### Work required
Answer these questions about the SymPy code below:
1. What is the default value of `strict` in `seek`?
2. What does `focus` return when `evaluate=True`?
3. What output does the docstring give for `focus((Eq(a, b), Eq(b + 2, c)), a, evaluate=False)`?

### Quoted passage
------
I want to do this using subs, _invert .

This is my early attempt at this. I approached it from the point of view of trying to solve for some desired symbols rather than to eliminate some symbols:

def seek(eqs, do, sol=[], strict=True):
    from sympy.solvers.solvers import _invert as f
    from sympy.core.compatibility import ordered
    while do and eqs:
        for x in do:
            for e in eqs:
                i, d = f(e.lhs - e.rhs, x)
                if d != x:
                    continue
                break
            else:
                if strict:
                    assert None  # no eq could be solved for x
                continue
            sol.append((d, i))
            eqs.remove(e)
            break
        do.remove(x)
        if not strict:
            do.extend(i.free_symbols)
            do = list(ordered(do))
        for _ in range(len(eqs)):
            eqs[_] = eqs[_].xreplace({x: i})
    return sol

def focus(eqs, *syms, **kwargs):
    """Given Equality instances in ``eqs``, solve for symbols in
    ``syms`` and resolve as many of the free symbols in the solutions
    as possible. When ``evaluate=True`` a dictionary with keys being
    ``syms`` is returned, otherwise a list of identified symbols
    leading to the desired symbols is given.

    Examples
    ========
    >>> focus((Eq(a, b), Eq(b + 2, c)), a)
    {a: c - 2}
    >>> focus((Eq(a, b), Eq(b + 2, c)), a, evaluate=False)
    [(b, c - 2), (a, b)]
    """
    from sympy.solvers.solvers import _invert as f
    from sympy.core.compatibility import ordered
    evaluate = kwargs.get('evaluate', True)
------
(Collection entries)

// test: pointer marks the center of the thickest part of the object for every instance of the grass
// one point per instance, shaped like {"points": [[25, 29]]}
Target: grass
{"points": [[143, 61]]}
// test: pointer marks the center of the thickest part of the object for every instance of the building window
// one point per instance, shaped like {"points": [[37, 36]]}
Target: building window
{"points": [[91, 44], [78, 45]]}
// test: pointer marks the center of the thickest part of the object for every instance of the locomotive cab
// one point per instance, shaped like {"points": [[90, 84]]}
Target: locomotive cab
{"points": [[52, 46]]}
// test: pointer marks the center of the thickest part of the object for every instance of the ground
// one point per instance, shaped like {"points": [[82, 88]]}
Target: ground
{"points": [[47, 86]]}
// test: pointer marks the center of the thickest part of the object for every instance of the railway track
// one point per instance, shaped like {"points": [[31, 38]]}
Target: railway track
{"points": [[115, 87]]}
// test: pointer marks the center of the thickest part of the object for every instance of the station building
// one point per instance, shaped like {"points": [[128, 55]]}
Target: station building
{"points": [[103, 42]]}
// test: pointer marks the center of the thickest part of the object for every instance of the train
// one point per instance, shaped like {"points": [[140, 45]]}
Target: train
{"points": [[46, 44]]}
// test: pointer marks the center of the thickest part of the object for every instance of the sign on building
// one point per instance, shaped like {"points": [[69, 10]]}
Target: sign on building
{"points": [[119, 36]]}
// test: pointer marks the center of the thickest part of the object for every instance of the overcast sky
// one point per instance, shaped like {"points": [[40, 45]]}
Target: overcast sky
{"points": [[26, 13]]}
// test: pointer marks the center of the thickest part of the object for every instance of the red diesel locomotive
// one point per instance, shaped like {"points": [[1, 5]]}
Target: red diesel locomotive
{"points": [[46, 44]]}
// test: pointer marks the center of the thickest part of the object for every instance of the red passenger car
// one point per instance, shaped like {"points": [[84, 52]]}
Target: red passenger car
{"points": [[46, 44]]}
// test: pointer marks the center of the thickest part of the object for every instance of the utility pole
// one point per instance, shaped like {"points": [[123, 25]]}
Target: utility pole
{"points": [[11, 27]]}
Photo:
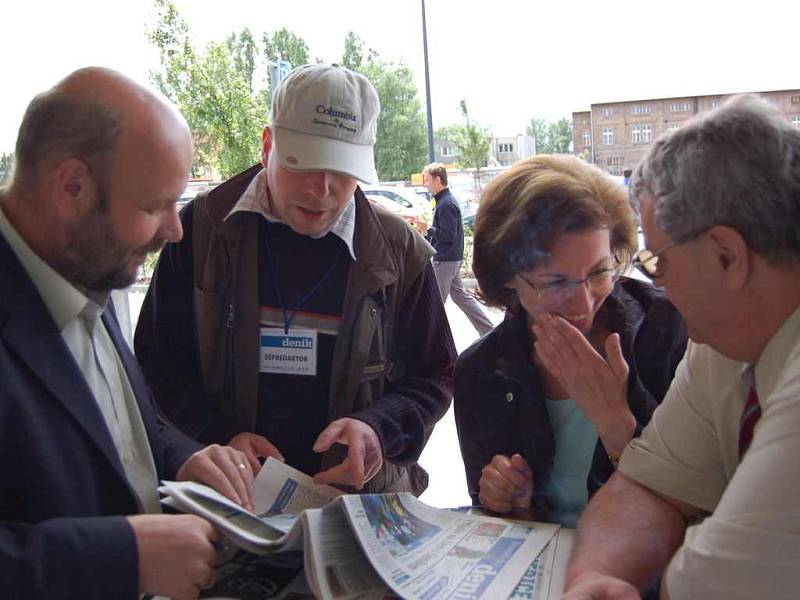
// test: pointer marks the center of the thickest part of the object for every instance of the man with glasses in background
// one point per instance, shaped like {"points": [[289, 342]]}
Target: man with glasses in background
{"points": [[711, 490]]}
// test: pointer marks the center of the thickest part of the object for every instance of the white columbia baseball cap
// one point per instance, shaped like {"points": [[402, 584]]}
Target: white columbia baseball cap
{"points": [[324, 118]]}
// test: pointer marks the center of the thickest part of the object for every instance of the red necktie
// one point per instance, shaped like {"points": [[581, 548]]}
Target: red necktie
{"points": [[750, 415]]}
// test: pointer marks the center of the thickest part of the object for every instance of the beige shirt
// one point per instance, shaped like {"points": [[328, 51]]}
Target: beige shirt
{"points": [[255, 199], [749, 547], [78, 318]]}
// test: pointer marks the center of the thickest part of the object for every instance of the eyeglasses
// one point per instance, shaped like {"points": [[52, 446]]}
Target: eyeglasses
------
### Output for this exercise
1. `True`
2. A dictionary whose keys are `syms`.
3. `[(b, c - 2), (a, b)]`